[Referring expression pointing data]
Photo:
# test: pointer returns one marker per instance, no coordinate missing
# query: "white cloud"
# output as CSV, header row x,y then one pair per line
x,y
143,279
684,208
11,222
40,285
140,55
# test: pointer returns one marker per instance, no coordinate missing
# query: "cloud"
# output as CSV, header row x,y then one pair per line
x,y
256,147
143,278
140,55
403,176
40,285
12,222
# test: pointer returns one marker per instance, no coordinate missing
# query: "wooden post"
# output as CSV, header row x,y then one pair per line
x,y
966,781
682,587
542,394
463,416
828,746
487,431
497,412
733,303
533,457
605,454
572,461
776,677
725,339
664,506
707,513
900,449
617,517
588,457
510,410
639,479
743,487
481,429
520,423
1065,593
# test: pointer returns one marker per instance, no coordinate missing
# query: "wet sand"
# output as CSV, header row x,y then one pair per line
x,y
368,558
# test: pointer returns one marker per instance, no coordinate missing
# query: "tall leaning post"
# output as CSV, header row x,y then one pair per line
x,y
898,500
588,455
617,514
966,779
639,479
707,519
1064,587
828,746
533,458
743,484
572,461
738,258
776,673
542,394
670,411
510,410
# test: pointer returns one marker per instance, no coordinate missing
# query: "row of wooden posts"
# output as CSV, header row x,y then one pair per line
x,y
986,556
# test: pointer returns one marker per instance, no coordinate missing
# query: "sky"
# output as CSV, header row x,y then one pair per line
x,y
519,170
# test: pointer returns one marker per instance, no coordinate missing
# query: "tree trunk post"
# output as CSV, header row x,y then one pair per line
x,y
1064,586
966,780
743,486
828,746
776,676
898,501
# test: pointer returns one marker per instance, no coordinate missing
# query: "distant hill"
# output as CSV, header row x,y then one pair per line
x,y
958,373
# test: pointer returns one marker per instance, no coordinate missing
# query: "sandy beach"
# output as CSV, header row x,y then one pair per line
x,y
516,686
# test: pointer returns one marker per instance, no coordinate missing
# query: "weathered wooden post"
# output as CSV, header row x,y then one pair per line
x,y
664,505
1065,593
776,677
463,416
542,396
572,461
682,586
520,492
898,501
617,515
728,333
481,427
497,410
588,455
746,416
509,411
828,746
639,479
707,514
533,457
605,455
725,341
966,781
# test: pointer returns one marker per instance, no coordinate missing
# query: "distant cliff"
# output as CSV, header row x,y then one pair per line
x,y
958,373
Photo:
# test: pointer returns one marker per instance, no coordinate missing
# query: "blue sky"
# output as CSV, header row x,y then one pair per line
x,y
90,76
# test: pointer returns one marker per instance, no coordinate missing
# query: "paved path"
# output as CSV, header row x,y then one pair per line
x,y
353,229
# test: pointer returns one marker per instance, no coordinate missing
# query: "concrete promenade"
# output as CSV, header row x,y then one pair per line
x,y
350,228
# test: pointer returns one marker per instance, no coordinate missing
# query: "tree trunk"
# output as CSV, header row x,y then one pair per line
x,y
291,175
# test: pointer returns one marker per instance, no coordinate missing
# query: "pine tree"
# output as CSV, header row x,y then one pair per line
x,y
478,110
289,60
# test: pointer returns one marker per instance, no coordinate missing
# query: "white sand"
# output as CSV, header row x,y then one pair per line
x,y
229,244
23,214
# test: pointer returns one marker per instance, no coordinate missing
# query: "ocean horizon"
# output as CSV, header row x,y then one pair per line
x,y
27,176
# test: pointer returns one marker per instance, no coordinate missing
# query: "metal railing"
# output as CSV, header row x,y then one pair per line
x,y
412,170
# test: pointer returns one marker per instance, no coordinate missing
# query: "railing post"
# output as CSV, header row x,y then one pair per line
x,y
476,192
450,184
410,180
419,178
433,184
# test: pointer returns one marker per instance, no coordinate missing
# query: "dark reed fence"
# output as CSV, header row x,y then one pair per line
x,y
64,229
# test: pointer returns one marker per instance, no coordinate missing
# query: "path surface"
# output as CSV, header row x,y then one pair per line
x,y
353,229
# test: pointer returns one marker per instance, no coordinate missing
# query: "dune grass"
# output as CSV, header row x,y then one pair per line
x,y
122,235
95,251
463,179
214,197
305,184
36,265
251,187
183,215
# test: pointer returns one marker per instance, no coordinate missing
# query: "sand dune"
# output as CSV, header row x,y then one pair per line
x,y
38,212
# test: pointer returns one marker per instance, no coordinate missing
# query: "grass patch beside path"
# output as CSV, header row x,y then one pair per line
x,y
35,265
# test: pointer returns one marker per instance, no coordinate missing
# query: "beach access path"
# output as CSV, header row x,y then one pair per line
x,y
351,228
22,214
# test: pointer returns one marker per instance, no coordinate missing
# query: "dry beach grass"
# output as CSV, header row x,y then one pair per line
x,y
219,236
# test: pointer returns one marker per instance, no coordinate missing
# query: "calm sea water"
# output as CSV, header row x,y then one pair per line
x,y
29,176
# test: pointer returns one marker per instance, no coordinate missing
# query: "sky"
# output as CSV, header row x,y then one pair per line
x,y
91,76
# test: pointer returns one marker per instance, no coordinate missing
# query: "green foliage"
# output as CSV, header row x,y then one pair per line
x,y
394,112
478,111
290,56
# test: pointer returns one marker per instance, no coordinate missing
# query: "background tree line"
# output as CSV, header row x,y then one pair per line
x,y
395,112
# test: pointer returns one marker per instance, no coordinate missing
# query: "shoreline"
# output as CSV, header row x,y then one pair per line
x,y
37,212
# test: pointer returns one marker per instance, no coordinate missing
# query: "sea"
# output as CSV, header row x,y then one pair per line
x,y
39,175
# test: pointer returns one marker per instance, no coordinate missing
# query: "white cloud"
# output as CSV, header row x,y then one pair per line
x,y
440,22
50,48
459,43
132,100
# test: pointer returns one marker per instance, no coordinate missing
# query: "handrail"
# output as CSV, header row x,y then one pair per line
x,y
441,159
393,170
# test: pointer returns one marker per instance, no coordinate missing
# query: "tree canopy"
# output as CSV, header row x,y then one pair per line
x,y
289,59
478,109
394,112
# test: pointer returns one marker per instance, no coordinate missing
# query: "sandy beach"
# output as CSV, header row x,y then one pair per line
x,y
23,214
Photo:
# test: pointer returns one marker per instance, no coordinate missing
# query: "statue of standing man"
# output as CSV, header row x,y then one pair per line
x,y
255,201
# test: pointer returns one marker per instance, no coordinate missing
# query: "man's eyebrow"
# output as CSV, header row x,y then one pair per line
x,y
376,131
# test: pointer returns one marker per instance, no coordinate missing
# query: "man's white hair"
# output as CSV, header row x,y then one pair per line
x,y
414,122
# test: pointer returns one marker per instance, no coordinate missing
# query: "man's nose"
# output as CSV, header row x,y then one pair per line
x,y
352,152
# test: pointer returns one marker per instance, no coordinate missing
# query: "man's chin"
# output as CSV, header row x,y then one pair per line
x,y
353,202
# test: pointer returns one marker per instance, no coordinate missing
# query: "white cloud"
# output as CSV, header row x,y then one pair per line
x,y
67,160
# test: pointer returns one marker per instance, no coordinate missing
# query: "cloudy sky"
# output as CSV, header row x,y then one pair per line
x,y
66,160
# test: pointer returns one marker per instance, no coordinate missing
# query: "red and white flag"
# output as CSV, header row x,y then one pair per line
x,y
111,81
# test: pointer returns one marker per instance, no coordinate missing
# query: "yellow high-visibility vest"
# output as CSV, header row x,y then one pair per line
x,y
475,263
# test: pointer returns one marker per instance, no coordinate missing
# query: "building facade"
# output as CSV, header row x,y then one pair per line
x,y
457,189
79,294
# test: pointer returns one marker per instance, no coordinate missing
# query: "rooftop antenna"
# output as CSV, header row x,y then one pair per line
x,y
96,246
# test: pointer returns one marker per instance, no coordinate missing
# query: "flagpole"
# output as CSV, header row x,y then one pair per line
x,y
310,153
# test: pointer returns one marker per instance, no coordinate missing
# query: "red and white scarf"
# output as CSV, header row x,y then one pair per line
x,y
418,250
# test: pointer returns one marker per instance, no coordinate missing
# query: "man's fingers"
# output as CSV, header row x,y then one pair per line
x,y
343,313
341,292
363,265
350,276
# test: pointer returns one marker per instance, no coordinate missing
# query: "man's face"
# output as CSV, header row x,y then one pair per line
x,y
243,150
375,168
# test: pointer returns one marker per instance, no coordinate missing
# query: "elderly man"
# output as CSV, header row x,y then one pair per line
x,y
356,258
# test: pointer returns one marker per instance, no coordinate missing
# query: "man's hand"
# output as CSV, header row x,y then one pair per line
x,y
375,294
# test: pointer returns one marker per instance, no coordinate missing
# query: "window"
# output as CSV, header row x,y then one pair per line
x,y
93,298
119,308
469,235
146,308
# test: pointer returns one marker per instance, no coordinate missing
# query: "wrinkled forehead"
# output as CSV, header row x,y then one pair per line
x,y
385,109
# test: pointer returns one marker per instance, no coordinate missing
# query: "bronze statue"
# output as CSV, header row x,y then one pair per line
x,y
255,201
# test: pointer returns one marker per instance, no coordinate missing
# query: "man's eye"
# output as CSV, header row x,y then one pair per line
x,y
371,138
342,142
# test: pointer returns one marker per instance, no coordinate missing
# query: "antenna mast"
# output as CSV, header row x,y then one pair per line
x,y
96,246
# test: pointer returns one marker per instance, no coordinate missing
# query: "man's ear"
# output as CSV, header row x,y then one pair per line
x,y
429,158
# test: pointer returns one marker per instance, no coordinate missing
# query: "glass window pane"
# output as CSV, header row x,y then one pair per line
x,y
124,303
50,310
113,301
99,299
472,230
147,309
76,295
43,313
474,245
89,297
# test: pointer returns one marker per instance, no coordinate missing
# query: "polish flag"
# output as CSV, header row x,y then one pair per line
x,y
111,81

TASK DETAILS: The word is "window". Copy every line above where it appears.

ANSWER FOR THIS EXERCISE:
# query: "window"
# query: "glass window pane"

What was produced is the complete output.